→ **Short task 1**: Transcribe the part of the purchase agreement post starting with "Other things on" and going on through "kids call them.".
→ **Short task 2**: Go on with the blog post about purchase agreements from the point where it ends.

# Passage shown start

I’m obligated to start out this week’s Bright Build post with the following disclaimer.
I am not your commercial real estate attorney.
Shoot, I’m not any kind of attorney. Asking me for legal advice is literally a forbidden line item on a sticky note, written by my wife, stuck to our fridge.
Other things on that list?
Sean is not a plumber.
Sean is not a licensed electrician.
Sean is not Uber Eats.
Sean is not a Wizard* (I wrote THAT in response to some of the requests I receive from my kids that, honestly, would require magic. Someone in my house wrote, just underneath this line, “No kidding! Pop is a Muggle”.
Harry Potter insults are a regular thing in my house.
At any rate, every single person I live with has a clear understanding of my limitations. You should, too :-)
Okay, so let’s talk Purchase Agreements, or “PAs” as the cool kids call them.
Just to be clear, a PA takes the major items from the Letter of Intent that we've now signed with the seller (or at least agreed to with the seller) and makes those terms legally binding. Once this document is 1) signed by the buyer, 2) the seller, and 3) the title company, it is a binding legal document, which means the seller can't just willy-nilly (←not a legal term) sell the land to someone else. At this point, YOU, the buyer, now have what’s called “full-site control.” You’re now allowed to do things on the site with the seller's permission. The seller can't sell the site to someone else now that you have it tied up unless and until your contract is made null and void. The PA is a legally binding document. That's super important.

# Passage shown end
# Records shown start

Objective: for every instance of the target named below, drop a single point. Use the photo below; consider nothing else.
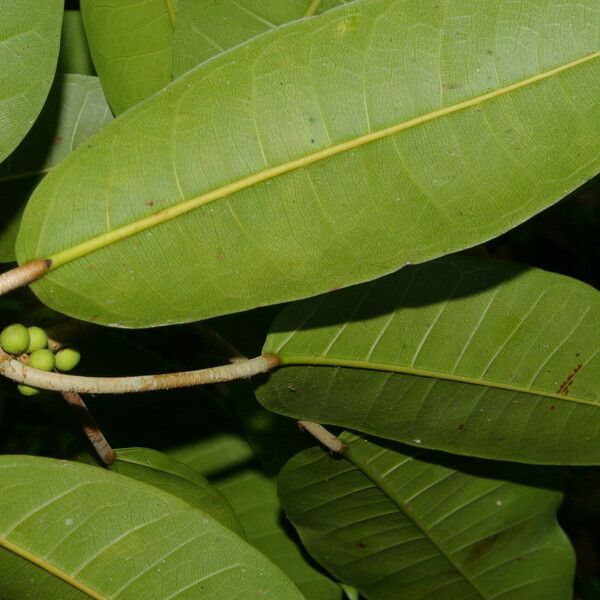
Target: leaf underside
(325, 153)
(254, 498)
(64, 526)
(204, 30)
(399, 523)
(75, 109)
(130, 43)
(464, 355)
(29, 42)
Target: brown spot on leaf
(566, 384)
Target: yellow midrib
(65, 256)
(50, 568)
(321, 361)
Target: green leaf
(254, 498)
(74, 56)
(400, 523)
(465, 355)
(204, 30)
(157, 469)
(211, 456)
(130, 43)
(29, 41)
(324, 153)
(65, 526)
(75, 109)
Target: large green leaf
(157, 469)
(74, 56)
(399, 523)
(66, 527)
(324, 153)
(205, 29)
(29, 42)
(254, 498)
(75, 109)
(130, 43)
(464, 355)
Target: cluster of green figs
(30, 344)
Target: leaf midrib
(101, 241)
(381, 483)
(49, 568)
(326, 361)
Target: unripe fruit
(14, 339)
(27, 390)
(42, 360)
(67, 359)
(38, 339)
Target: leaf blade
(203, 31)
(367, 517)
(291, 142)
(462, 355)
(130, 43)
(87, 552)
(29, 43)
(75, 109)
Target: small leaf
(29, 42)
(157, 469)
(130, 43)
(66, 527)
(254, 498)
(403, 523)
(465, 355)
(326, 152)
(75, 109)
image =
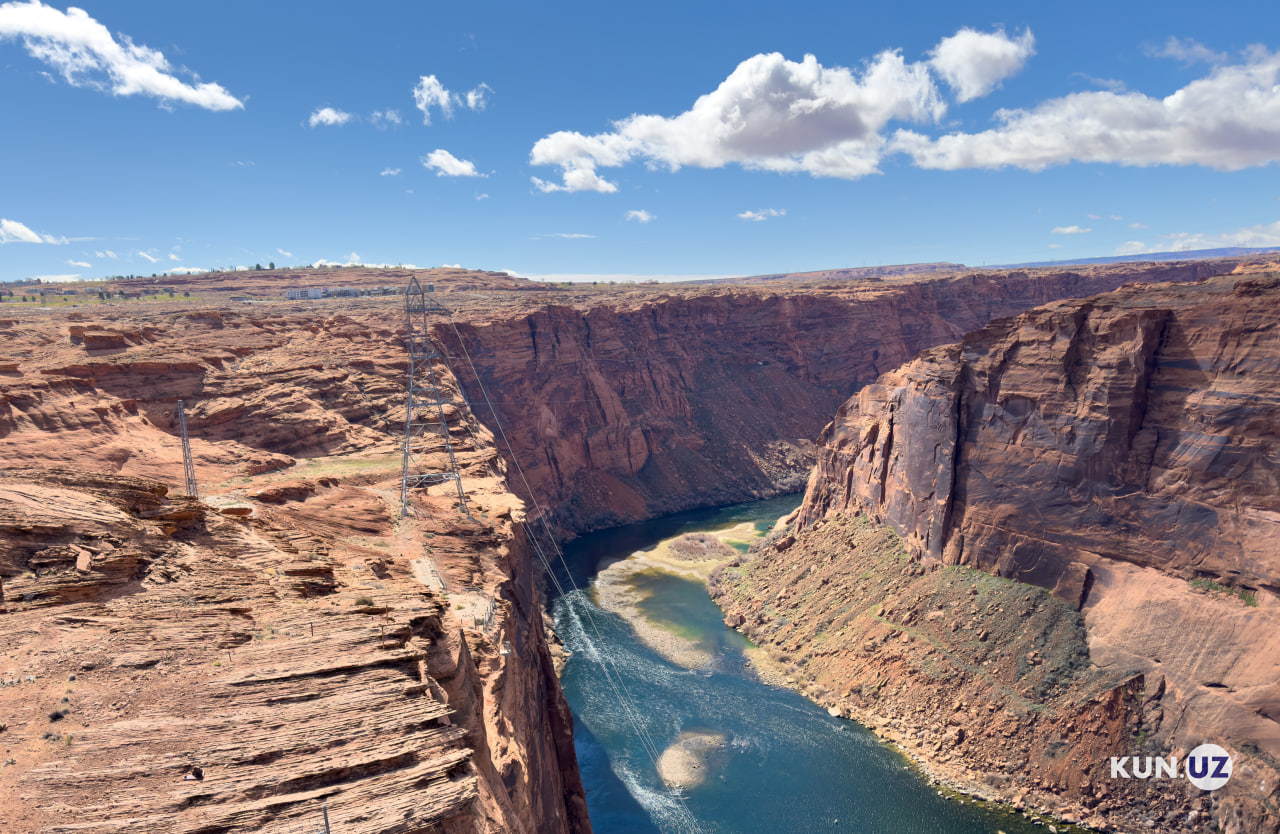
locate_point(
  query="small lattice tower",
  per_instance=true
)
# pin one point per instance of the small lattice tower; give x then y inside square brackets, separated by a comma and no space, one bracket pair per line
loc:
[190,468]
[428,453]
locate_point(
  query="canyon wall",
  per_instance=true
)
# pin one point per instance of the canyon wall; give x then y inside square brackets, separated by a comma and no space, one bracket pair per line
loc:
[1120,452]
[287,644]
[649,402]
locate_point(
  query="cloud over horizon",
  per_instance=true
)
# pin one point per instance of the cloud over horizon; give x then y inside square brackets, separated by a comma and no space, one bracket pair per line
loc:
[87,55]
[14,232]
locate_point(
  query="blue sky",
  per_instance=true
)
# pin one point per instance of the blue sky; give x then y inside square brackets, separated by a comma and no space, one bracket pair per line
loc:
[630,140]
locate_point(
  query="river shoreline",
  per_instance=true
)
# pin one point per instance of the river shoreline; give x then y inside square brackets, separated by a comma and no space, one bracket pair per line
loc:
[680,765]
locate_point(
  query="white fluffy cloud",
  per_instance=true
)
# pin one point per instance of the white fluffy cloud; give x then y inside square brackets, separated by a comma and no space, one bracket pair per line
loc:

# Records shown end

→ **Answer 1**:
Other things on that list?
Sean is not a plumber.
Sean is not a licensed electrician.
Sean is not Uber Eats.
Sean is not a Wizard* (I wrote THAT in response to some of the requests I receive from my kids that, honestly, would require magic. Someone in my house wrote, just underneath this line, “No kidding! Pop is a Muggle”.
Harry Potter insults are a regular thing in my house.
At any rate, every single person I live with has a clear understanding of my limitations. You should, too :-)
Okay, so let’s talk Purchase Agreements, or “PAs” as the cool kids call them.

→ **Answer 2**:
And while I’m not an attorney, you definitely need one to create your PA. More specifically, you need a commercial real estate attorney with significant experience. This is not the place to cut a corner in a development project. The terms here are really important, and it's a lot of the legalese prescribing, perhaps most importantly, what happens if something goes wrong i.e. the seller is in breach of contract, you want to back out of the PA, a giant comet falls from the sky and turns your dream site into an Ashy Pit Of Oblivion.
As a buyer, I always want to be the one to create the document rather than have the seller create the document and give it to me. Sure, maybe the seller is making these types of deals regularly and “doesn’t want to reinvent the wheel” and thinks you should just use the PA his lawyers drew up on the last ten deals he made. “It’ll save you money,” he might say.
Nope.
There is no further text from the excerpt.